*Records shown:*
/---

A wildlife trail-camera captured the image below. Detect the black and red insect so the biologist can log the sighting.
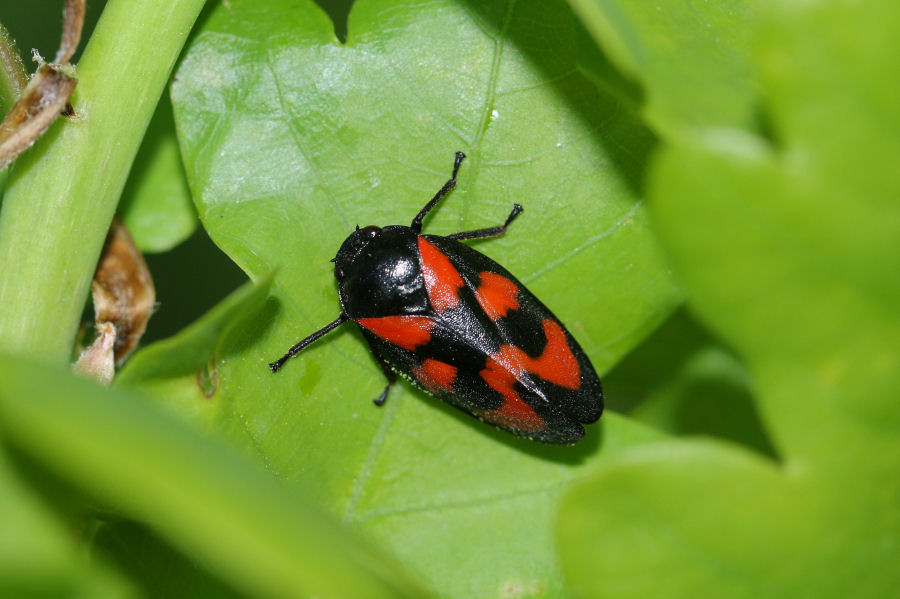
[269,152,603,444]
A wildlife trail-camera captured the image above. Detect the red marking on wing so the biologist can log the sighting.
[476,358,547,433]
[482,318,581,393]
[475,272,519,320]
[419,236,463,312]
[356,315,434,351]
[411,358,456,394]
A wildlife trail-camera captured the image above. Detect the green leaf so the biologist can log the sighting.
[559,1,900,598]
[603,310,775,457]
[0,0,203,365]
[570,0,756,137]
[0,358,428,597]
[0,454,134,599]
[119,95,198,252]
[165,1,681,597]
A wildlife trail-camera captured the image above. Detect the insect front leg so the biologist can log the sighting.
[269,312,347,372]
[409,152,466,233]
[447,204,523,241]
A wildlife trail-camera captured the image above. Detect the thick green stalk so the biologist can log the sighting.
[0,0,204,363]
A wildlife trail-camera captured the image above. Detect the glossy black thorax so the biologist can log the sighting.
[335,225,428,319]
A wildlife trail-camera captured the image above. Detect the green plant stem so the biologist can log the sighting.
[0,0,204,363]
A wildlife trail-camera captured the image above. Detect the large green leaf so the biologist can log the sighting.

\---

*Directive:* Reproduce the material above verbatim, line for line, and leave out the picture.

*Answer below:*
A wildlife trail-camera captured the image below. Detect the black and red insect so the biologist can log the sighting.
[269,152,603,444]
A wildlife trail-camera captured the image above. Detect the red marking on wing so the biologist can log the sighting.
[476,358,547,433]
[482,318,581,393]
[475,272,519,320]
[419,236,463,312]
[356,315,434,351]
[411,358,456,394]
A wildlife trail-camera captured the image above. Detect the green leaf so the biologist can log the sighting.
[559,1,900,598]
[603,310,775,457]
[0,0,203,365]
[570,0,756,137]
[0,358,428,597]
[0,454,134,599]
[119,95,198,252]
[165,1,681,597]
A wildlife trail-camera captured the image above. Detect the insect front leg so the biologist can log the sighting.
[269,312,347,372]
[409,152,466,233]
[447,204,523,241]
A wildlife trail-camera captured the image above. Detect the thick green stalk so the biologist can log the sighting.
[0,0,204,363]
A wildlife trail-camera captured the image above. Detect the glossy black thorax so the biologist can log the sighting.
[335,225,428,319]
A wildlife trail-camera captured the image above. Detect the green plant stem so the biologist can log the sighting.
[0,0,204,363]
A wildlife trail-camera captured the image above. Detect the large green leaf so the biologist can log the sighting.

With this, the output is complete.